EXERCISE DETAILS: Reproduce all entries precisely as they are written.
[start EXTRACTED RECORDS]
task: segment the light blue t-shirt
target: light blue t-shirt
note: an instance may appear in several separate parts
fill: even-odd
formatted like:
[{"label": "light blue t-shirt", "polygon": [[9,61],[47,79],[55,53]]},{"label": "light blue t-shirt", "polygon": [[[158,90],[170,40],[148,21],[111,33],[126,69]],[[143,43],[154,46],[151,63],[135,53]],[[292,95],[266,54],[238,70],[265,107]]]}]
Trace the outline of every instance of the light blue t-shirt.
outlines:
[end EXTRACTED RECORDS]
TASK RESPONSE:
task: segment the light blue t-shirt
target: light blue t-shirt
note: an instance may appear in several separate parts
fill: even-odd
formatted like:
[{"label": "light blue t-shirt", "polygon": [[9,61],[47,79],[55,53]]},{"label": "light blue t-shirt", "polygon": [[[158,90],[170,40],[148,21],[111,33],[126,69]],[[143,43],[154,46],[151,63],[135,53]],[[292,95],[266,54],[238,70],[265,107]]]}]
Trace the outline of every instance of the light blue t-shirt.
outlines:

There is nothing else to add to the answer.